Instruções
Pode reproduzir, sem alterar nada, o trecho do texto sobre abuso animal e violência humana que começa em "Uma teoria que" e termina em "todo o País."?

Trecho do texto
══════
Uma teoria que muitos estudiosos apontam como o ponto de partida para esse recente interesse e criação de leis anti-crueldade é a abundancia de estudos científicos que demonstram haver uma ligação direta entre abuso animal e outras formas de violência humana. Ao longo dos últimos anos, uma constante corrente de artigos de jornais e revistas apresentou essa informação ao público2, causando (ou talvez sendo responsável por isso) um interesse crescente pelas questões envolvendo abuso animal em comunidades por todo o País.

Ainda antes dos resultados científicos - de credibilidade - pesquisados estarem abertamente disponíveis, a ligação entre abuso animal e violência humana já fazia sentido. Em 1751, o artista inglês William Hogarth estampou uma série de quatro gravuras, intitulada "As Quatro Fases da Crueldade". As gravuras seguem o caminho criminoso de "Tom Nero", começando com a sua tortura de um cachorro na primeira gravura, roubo e assassinato nas duas gravuras seguintes, e terminando com uma gravura final (intitulada " Recompensa da Crueldade") que retrata Tom como um corpo sendo dissecado publicamente, tendo sido condenado e enforcado por seus crimes. As gravuras apenas ilustram em estilo gráfico o que agora nós reconhecemos como um trágico, ainda que comum, fenômeno de "ligação" social. Exemplos dramáticos dos dias atuais deste fenômeno focam nos mais infames assassinos seriais dos últimos 20 anos. Sem exceção, todo assassino serial na história dos Estados Unidos tem tido demonstrado ter um histórico de violência contra animais.
══════
Trechos dos dados
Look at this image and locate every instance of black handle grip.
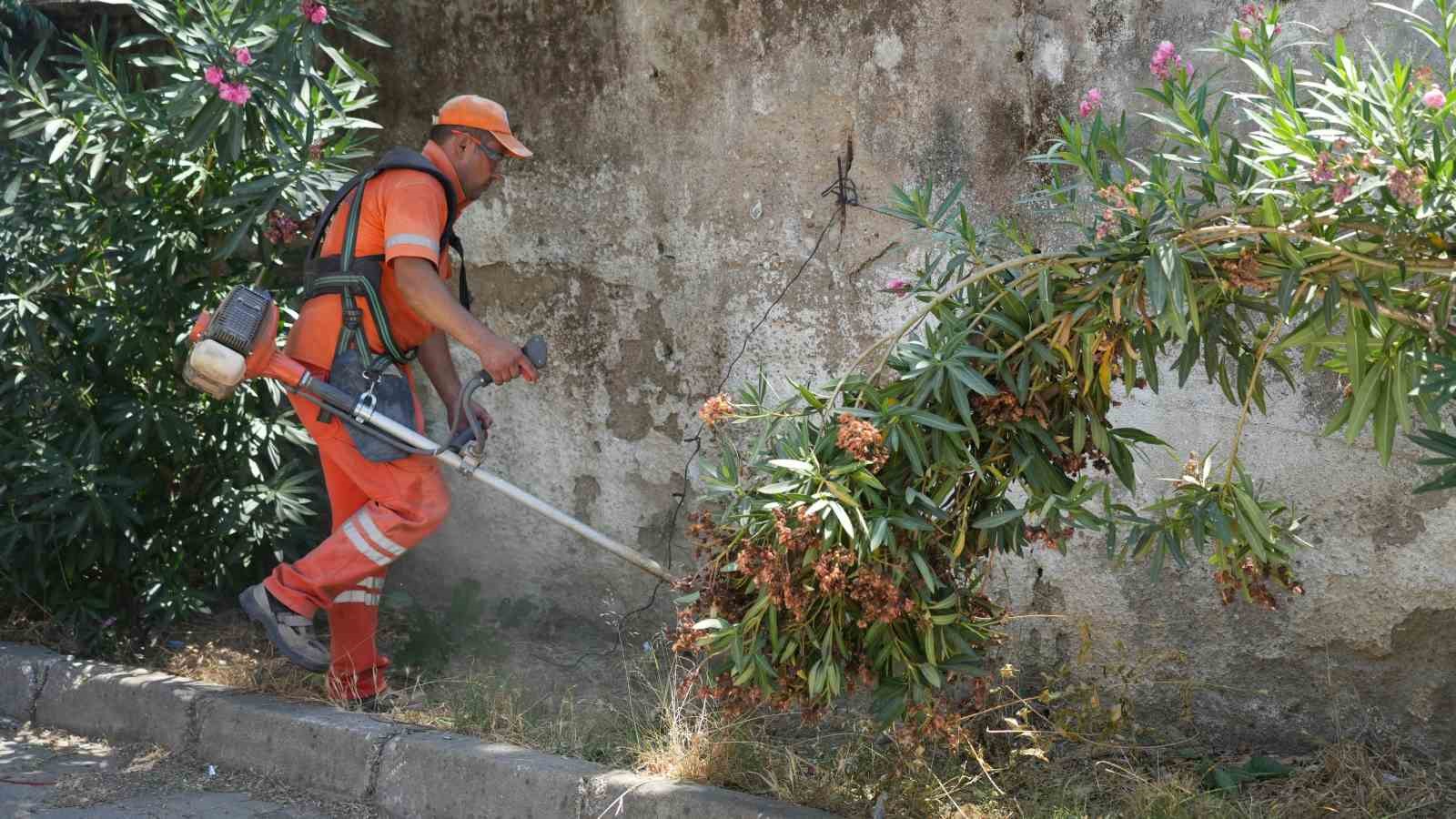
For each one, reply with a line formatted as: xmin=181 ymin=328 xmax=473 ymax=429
xmin=450 ymin=335 xmax=546 ymax=451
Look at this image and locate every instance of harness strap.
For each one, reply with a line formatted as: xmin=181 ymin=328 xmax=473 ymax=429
xmin=304 ymin=147 xmax=475 ymax=364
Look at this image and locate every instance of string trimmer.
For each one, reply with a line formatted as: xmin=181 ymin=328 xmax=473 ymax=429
xmin=184 ymin=286 xmax=672 ymax=580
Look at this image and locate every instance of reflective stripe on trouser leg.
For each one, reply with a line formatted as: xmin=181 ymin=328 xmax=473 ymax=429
xmin=268 ymin=395 xmax=450 ymax=698
xmin=333 ymin=577 xmax=384 ymax=606
xmin=344 ymin=506 xmax=405 ymax=567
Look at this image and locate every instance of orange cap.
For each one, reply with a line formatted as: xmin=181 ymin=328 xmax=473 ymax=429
xmin=435 ymin=93 xmax=531 ymax=159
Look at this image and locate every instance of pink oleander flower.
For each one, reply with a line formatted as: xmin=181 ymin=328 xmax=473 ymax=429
xmin=1309 ymin=150 xmax=1335 ymax=184
xmin=217 ymin=83 xmax=253 ymax=105
xmin=1330 ymin=174 xmax=1359 ymax=204
xmin=264 ymin=210 xmax=298 ymax=245
xmin=1148 ymin=39 xmax=1177 ymax=80
xmin=1148 ymin=39 xmax=1192 ymax=80
xmin=298 ymin=0 xmax=329 ymax=25
xmin=1385 ymin=167 xmax=1425 ymax=208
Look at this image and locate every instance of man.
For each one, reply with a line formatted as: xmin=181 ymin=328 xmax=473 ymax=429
xmin=238 ymin=95 xmax=536 ymax=707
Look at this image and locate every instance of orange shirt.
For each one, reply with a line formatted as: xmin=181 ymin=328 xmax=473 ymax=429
xmin=284 ymin=143 xmax=468 ymax=371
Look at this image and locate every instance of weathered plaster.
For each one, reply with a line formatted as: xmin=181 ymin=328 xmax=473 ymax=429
xmin=360 ymin=0 xmax=1456 ymax=749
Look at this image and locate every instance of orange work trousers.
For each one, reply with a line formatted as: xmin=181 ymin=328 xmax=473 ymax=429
xmin=264 ymin=373 xmax=450 ymax=700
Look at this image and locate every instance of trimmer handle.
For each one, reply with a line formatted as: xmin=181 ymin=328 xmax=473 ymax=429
xmin=449 ymin=335 xmax=546 ymax=451
xmin=480 ymin=335 xmax=546 ymax=386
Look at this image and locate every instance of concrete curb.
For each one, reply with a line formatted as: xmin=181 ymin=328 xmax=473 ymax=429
xmin=0 ymin=642 xmax=832 ymax=819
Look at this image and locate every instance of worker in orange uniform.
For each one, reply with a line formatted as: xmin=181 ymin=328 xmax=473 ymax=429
xmin=238 ymin=95 xmax=536 ymax=708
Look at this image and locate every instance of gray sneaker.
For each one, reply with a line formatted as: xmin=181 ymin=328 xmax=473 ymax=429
xmin=238 ymin=583 xmax=329 ymax=672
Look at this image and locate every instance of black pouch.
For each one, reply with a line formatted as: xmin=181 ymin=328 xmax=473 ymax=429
xmin=329 ymin=347 xmax=415 ymax=463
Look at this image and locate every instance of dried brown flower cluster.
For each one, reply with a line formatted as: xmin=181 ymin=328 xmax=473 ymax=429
xmin=697 ymin=392 xmax=733 ymax=429
xmin=893 ymin=701 xmax=976 ymax=756
xmin=971 ymin=389 xmax=1026 ymax=426
xmin=774 ymin=506 xmax=824 ymax=554
xmin=814 ymin=550 xmax=857 ymax=596
xmin=1021 ymin=526 xmax=1075 ymax=550
xmin=668 ymin=565 xmax=753 ymax=652
xmin=1218 ymin=248 xmax=1274 ymax=291
xmin=1213 ymin=558 xmax=1305 ymax=611
xmin=849 ymin=569 xmax=915 ymax=628
xmin=737 ymin=542 xmax=810 ymax=620
xmin=1097 ymin=177 xmax=1143 ymax=239
xmin=835 ymin=412 xmax=890 ymax=472
xmin=687 ymin=509 xmax=733 ymax=560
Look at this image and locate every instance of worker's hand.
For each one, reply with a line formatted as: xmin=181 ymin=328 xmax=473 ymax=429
xmin=450 ymin=400 xmax=495 ymax=440
xmin=475 ymin=334 xmax=536 ymax=383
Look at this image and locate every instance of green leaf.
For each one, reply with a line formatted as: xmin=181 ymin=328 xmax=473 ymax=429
xmin=46 ymin=128 xmax=80 ymax=165
xmin=907 ymin=410 xmax=966 ymax=433
xmin=1243 ymin=756 xmax=1294 ymax=780
xmin=1345 ymin=368 xmax=1385 ymax=443
xmin=910 ymin=551 xmax=941 ymax=592
xmin=1143 ymin=245 xmax=1174 ymax=317
xmin=971 ymin=509 xmax=1026 ymax=529
xmin=945 ymin=361 xmax=1000 ymax=397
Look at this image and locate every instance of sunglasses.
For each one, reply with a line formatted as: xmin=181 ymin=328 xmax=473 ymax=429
xmin=450 ymin=130 xmax=507 ymax=165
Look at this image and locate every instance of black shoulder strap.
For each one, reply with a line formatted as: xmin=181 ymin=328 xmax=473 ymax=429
xmin=308 ymin=147 xmax=475 ymax=310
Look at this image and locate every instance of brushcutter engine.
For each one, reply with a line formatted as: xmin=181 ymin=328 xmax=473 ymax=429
xmin=182 ymin=287 xmax=278 ymax=399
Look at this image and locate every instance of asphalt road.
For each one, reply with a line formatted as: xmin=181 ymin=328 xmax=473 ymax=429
xmin=0 ymin=719 xmax=367 ymax=819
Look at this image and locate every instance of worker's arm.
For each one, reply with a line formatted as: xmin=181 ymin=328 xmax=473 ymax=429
xmin=393 ymin=257 xmax=536 ymax=381
xmin=420 ymin=329 xmax=492 ymax=433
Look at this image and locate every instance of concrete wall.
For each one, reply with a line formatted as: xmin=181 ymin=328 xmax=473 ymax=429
xmin=355 ymin=0 xmax=1456 ymax=748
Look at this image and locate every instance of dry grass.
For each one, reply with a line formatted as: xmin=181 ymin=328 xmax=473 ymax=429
xmin=146 ymin=611 xmax=323 ymax=701
xmin=3 ymin=602 xmax=1456 ymax=819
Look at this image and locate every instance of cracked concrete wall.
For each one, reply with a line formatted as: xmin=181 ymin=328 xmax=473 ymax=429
xmin=355 ymin=0 xmax=1456 ymax=748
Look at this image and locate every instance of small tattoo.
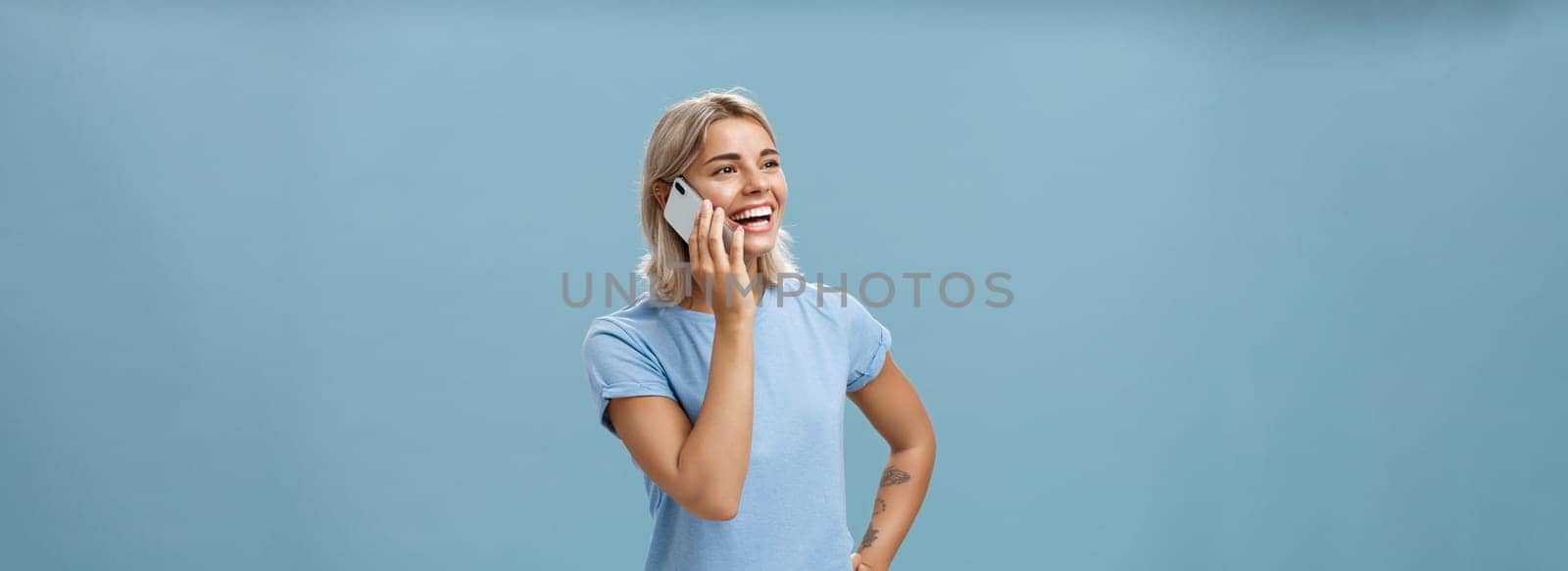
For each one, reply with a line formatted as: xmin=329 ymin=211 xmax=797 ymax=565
xmin=860 ymin=527 xmax=876 ymax=549
xmin=881 ymin=467 xmax=909 ymax=488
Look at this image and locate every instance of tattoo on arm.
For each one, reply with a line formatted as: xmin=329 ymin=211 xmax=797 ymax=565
xmin=881 ymin=466 xmax=909 ymax=488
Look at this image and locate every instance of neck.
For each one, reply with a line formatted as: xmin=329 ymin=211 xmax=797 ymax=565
xmin=680 ymin=258 xmax=766 ymax=313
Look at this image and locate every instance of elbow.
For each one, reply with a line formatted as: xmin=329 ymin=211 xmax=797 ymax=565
xmin=687 ymin=498 xmax=740 ymax=521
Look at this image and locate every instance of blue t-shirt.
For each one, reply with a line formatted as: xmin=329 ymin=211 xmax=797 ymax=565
xmin=583 ymin=279 xmax=892 ymax=571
══════
Resposta
Uma teoria que muitos estudiosos apontam como o ponto de partida para esse recente interesse e criação de leis anti-crueldade é a abundancia de estudos científicos que demonstram haver uma ligação direta entre abuso animal e outras formas de violência humana. Ao longo dos últimos anos, uma constante corrente de artigos de jornais e revistas apresentou essa informação ao público2, causando (ou talvez sendo responsável por isso) um interesse crescente pelas questões envolvendo abuso animal em comunidades por todo o País.